=== Activity ===
Write out every entry exactly as it stands.

(Recorded data)
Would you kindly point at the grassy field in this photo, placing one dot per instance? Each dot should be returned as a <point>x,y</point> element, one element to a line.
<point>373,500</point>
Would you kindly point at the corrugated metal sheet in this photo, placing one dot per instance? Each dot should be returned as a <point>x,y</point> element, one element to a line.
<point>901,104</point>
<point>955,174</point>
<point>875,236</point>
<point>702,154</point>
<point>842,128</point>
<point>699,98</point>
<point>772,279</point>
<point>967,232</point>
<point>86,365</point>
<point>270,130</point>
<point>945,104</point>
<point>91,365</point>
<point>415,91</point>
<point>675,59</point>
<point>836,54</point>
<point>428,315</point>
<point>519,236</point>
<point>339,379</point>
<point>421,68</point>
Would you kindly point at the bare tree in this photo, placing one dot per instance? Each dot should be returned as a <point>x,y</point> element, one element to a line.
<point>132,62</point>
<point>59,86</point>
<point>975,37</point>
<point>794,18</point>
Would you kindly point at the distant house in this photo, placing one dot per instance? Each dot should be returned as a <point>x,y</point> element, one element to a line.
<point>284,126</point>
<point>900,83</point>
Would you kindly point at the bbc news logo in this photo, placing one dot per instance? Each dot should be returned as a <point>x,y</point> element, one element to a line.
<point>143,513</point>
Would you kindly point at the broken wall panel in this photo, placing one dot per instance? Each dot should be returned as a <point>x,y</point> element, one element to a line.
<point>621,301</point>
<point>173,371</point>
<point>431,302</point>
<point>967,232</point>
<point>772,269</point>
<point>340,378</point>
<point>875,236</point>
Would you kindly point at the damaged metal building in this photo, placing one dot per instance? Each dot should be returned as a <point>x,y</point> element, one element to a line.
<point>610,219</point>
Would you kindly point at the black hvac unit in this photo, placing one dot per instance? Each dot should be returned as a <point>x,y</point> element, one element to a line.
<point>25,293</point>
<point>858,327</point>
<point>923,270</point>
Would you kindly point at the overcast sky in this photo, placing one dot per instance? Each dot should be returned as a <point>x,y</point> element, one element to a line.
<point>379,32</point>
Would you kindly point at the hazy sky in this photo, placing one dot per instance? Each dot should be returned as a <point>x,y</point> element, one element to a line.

=== Exercise result ===
Would you kindly point at the grassy field in this photo, placing one dot per instance? Each dot should be returned as a <point>x,y</point> element, one element to a line.
<point>373,500</point>
Would you kindly point at the corrugated metal sheet in this photo, placing one dot per instance? Each dot should be returned as a <point>x,y</point> element, one element to a line.
<point>901,104</point>
<point>955,174</point>
<point>875,236</point>
<point>702,154</point>
<point>842,128</point>
<point>699,98</point>
<point>772,279</point>
<point>967,232</point>
<point>86,365</point>
<point>270,130</point>
<point>945,104</point>
<point>91,365</point>
<point>415,91</point>
<point>675,59</point>
<point>836,54</point>
<point>428,315</point>
<point>519,236</point>
<point>339,379</point>
<point>421,68</point>
Would you kindly point at the bare tree in this photo, placing one dot per instance? Each dot should be returned as a <point>x,y</point> element, one element to a line.
<point>132,62</point>
<point>59,86</point>
<point>975,37</point>
<point>794,18</point>
Would you kindly point at the distant house in this photo, placing one dot per instance? Each dot should be returned as a <point>x,y</point> element, one element to a line.
<point>284,126</point>
<point>900,83</point>
Would you kindly point at the bbc news logo in this photo, placing one dot per instance? Each dot should be returned as a <point>x,y</point> element, one element to a line.
<point>143,513</point>
Would you kindly point at the broken wall panel in this photo, placing one dot per instance? Each dot should be returned as a <point>x,y</point> element, one element to a line.
<point>621,301</point>
<point>173,371</point>
<point>431,302</point>
<point>967,232</point>
<point>772,269</point>
<point>340,378</point>
<point>875,236</point>
Would you kindly point at the damaged metal building in this photo, placing one dot per instance? Each dot should be returned as a <point>x,y</point> element, one element to a line.
<point>610,219</point>
Would you kindly point at the black hvac unit in this photo, placing one dot per instance? Each dot should be returned as a <point>x,y</point> element, one element to a line.
<point>25,293</point>
<point>858,327</point>
<point>923,270</point>
Would you kindly point at the overcast sky in this photo, placing one dot per instance? Each dot should be returned as a <point>x,y</point> element, one element to a line.
<point>379,32</point>
Would you kindly point at the hazy sky in this photo, placing one dot per instance? Each dot should be returned as a <point>x,y</point> element, one element to a line.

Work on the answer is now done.